▸ **Document extract**:
The Road to an Abundant Life...

A huge part of taking care of ourselves is learning to be introspective.  We spend a lot of time critiquing the actions of others, but I wonder have we spent any time looking at ourselves.  Evaluating our own behavior and measuring it against the word of God is essential for our spiritual growth.  

When you take the time to look at your part in an offense or in a situation - you grow.  I am appreciative of those who would call me on behavior that is outside of the parameters of God’s word.  We all need friends who will hold us accountable.

“Search me, God, and know my heart; test me and know my anxious thoughts.  See if there is any offensive way in me, and lead me in the way everlasting”  -Psalm 139:23-24

I have grown so much in the last year.  I have reclaimed my time in huge ways.  Joy has been re-birthed within me and I am working my way to complete wellness.  It has been a journey filled with tears and pain but every last bit of it was necessary for me to lean how to live again.  I had to dig, crawl and scrape for every inch to get myself out of the pit I called life.  I am a living witness that you can have breath in your body and be dead at the same time.

I am still on a journey.  Getting better day by day.  My mind, body and soul suffered trauma and so I had to set myself on a course to repair all three.

▸ **Supplied records**:
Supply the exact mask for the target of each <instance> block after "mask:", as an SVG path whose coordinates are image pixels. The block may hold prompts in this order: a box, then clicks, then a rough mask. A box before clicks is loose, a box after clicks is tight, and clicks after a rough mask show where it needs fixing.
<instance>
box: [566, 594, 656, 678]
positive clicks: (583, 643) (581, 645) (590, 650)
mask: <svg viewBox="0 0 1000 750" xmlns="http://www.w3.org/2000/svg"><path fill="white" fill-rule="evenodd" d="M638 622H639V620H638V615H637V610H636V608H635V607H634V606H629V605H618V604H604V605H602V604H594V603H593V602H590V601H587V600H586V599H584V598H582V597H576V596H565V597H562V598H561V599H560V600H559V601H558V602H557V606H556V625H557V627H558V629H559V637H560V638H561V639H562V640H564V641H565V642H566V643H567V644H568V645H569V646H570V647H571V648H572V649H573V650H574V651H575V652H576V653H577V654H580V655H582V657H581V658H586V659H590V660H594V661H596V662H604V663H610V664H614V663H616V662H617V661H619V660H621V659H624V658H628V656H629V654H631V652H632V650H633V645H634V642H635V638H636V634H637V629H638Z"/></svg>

▸ **Questions**:
(a) In the reflection on introspection above, condense the paragraph beginning "I have grown so much in the last year" into a short bulleted list that keeps its main points.
(b) From the reflection on introspection, extract the passage starting at "I have grown" and ending at "the same time.".

▸ **Solution set**:
(a)
- The writer has grown a great deal in the last year and has reclaimed their time in huge ways.
- Joy has been reborn in them, and they are working toward complete wellness.
- The journey was full of tears and pain, but all of it was necessary for them to live again.
- They had to dig, crawl and scrape their way out of the pit they called life.
- They are a living witness that a person can be breathing and dead at the same time.

(b)
I have grown so much in the last year.  I have reclaimed my time in huge ways.  Joy has been re-birthed within me and I am working my way to complete wellness.  It has been a journey filled with tears and pain but every last bit of it was necessary for me to lean how to live again.  I had to dig, crawl and scrape for every inch to get myself out of the pit I called life.  I am a living witness that you can have breath in your body and be dead at the same time.